▸ **PROBLEM**: Pull out each line of the material below that contains the word "stamen", and list those lines unchanged.

▸ **PROVIDED MATERIAL**:
═══

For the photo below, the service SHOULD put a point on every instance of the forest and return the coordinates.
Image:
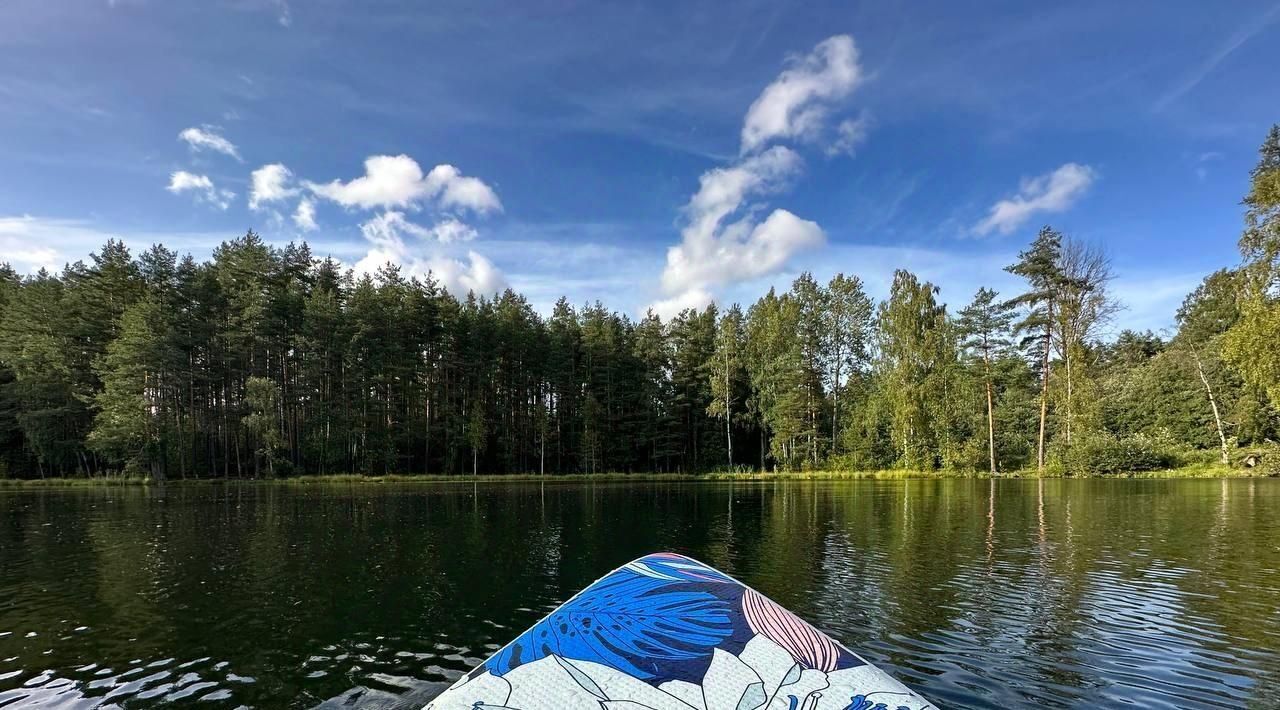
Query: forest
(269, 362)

═══

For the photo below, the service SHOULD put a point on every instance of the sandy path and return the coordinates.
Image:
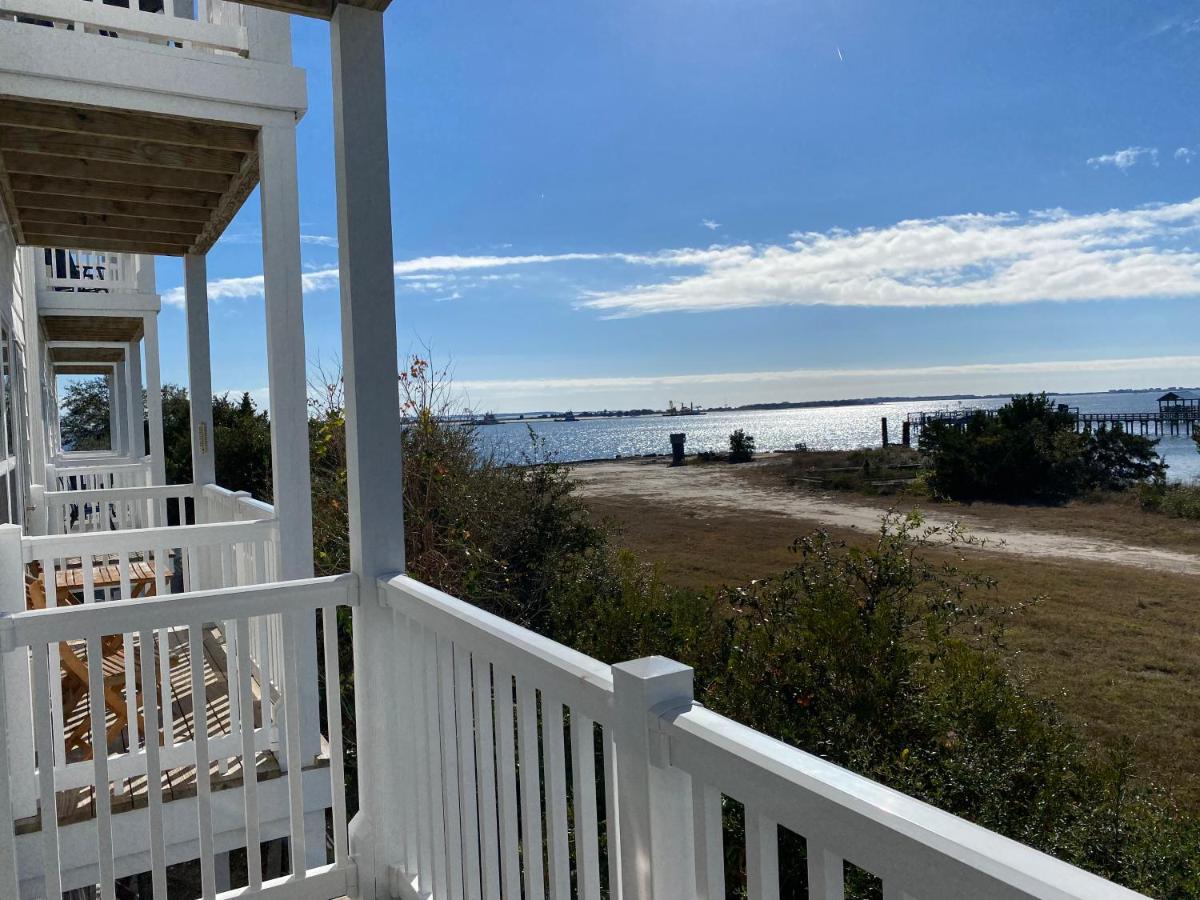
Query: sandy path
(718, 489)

═══

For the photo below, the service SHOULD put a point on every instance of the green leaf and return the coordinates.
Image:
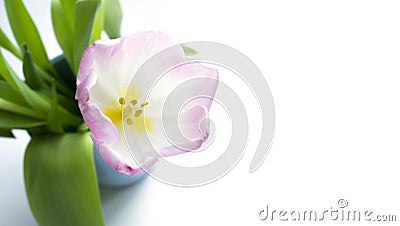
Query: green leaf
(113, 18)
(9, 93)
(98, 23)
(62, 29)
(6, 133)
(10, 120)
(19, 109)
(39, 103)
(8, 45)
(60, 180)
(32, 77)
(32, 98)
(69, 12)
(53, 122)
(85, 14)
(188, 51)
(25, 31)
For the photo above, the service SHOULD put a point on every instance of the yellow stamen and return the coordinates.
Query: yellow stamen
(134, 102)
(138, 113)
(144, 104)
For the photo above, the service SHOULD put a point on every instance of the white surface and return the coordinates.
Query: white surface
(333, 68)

═══

▸ **ANSWER FOR THE TASK**:
For the photo above, the service SHOULD put a point on every instance of the yellow stamen and return the coordinates.
Query: yellow stamen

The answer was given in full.